START PAGE TEXT

2. Training and Operations at Extra-terrestrial planetary gravity


He experienced partial gravity levels similar to those on the Moon and Mars during parabolic flights on the CNES-ESA Airbus A300 ZERO-G, logging an accumulated total of extra-terrestrial planetary g level time of 53 min. at Mars g-level and 50 min. at Moon-g level, during which he worked as experiment operator and subject.


3. Training and Operations in Hypergravity


He also experienced various hypergravity levels many times. During astronaut selections, he accumulated a total time of 1m 45s at 8g in supine position and 1m 15s at 5g in sitting position during centrifuge runs at the German Aerospace Centre DLR Medical Centre in Cologne and at the Dutch Air Force Base of Soesterberg in The Netherlands.  He was also subject in 1990 to a centrifuge experiment in spatial orientation at 2g of Prof. H. Mittelstaedt (Max Planck Institute, Germany), at the German Air Force Base of Furstenfeldbruck.

He was exposed to an accumulated total time of 81h 18m 8s at 2g during pull-up and pull-out manoeuvres during parabolic flights and 10 m at levels between 4g and 6g during pull-up and pull-out manoeuvres with a Fouga Magister aerobatic aircraft, and 8 m 32 s at 4g during pull-up and pull-out manoeuvres during glider flights. He supervised and participated in several experiments in parabolic flights at other g-levels (with accumulated total time): 1.2 g (10m 30s), 1.3 g (32m 20s), 1.4 g (10m 30s), 1.6 g (13m 30s), and 1.8 g (7m 30s).


4. Training and Operations of Piloting and Parachuting


Since 1991, he has held a British Central Aviation Authority (CAA) Private Pilot Licence (PPL) and a Flight Radio-Telephony Operator’s Licence delivered by The Bournemouth Flying Club, England. He has logged 55 hours on Cessna-150 and -172 aeroplanes in Great Britain and Burundi.

In 1990, he followed a sky diving parachuting accelerated free-fall course at the Paracentrum, Texel, The Netherlands, where he qualified at level 1 with a free fall jump for 1 minute from 12000 to 5000 feet and precision landing with a square canopy. He obtained in 1982 a training certificate from the Belgian Para-Commando Forces at an initiation tower in Brussels. Since 1987, he has practised occasional paragliding.

END PAGE TEXT

§ PARTS OF THE EXERCISE:
1 - According to the training record, what aircraft type was used for the pull-up and pull-out maneuvers at levels between 4g and 6g?
2 - Retype the stretch of the training record from "Since 1991, he" through "practised occasional paragliding.", unchanged.

START DATA SECTION

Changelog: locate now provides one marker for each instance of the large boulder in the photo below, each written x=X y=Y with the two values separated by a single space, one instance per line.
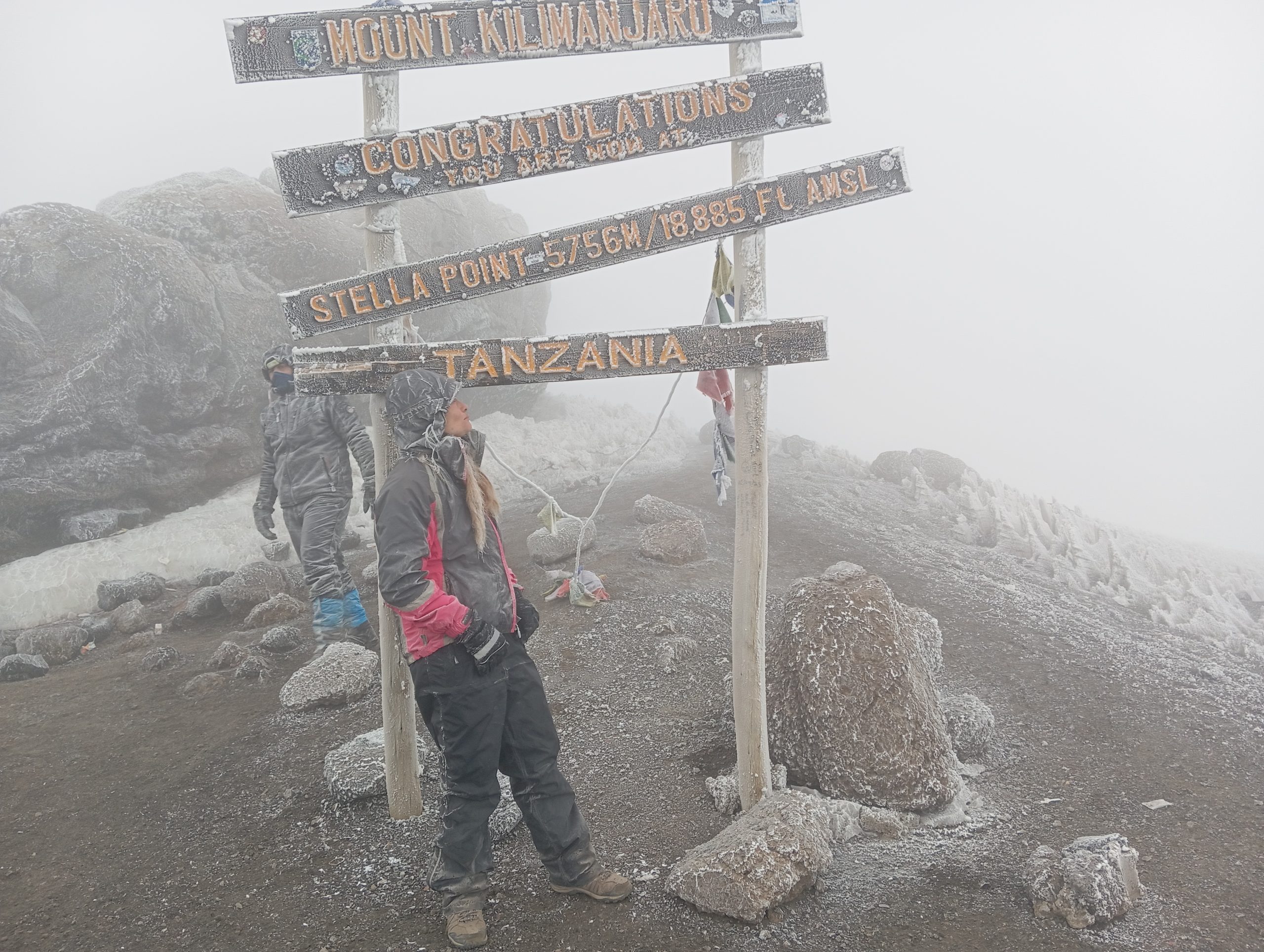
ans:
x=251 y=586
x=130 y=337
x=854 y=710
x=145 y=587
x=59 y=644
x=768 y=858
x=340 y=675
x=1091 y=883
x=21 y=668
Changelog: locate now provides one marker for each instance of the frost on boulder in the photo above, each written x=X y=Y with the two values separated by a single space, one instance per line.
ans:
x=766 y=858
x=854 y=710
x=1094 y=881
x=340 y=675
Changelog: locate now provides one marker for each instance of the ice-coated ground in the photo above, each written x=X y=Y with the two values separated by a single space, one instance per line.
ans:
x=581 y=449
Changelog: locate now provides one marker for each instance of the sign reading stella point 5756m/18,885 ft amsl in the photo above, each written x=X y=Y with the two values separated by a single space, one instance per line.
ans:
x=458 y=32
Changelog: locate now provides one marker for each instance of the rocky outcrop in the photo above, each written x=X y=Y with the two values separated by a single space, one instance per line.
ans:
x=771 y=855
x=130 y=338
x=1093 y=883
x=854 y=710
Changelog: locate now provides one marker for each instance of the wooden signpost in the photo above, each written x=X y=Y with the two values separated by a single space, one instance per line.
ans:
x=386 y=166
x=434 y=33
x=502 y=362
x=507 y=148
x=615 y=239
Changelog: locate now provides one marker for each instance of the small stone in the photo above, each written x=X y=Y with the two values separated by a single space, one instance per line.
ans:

END DATA SECTION

§ RESPONSES:
1 - A Fouga Magister aerobatic aircraft.

2 -
Since 1991, he has held a British Central Aviation Authority (CAA) Private Pilot Licence (PPL) and a Flight Radio-Telephony Operator’s Licence delivered by The Bournemouth Flying Club, England. He has logged 55 hours on Cessna-150 and -172 aeroplanes in Great Britain and Burundi.

In 1990, he followed a sky diving parachuting accelerated free-fall course at the Paracentrum, Texel, The Netherlands, where he qualified at level 1 with a free fall jump for 1 minute from 12000 to 5000 feet and precision landing with a square canopy. He obtained in 1982 a training certificate from the Belgian Para-Commando Forces at an initiation tower in Brussels. Since 1987, he has practised occasional paragliding.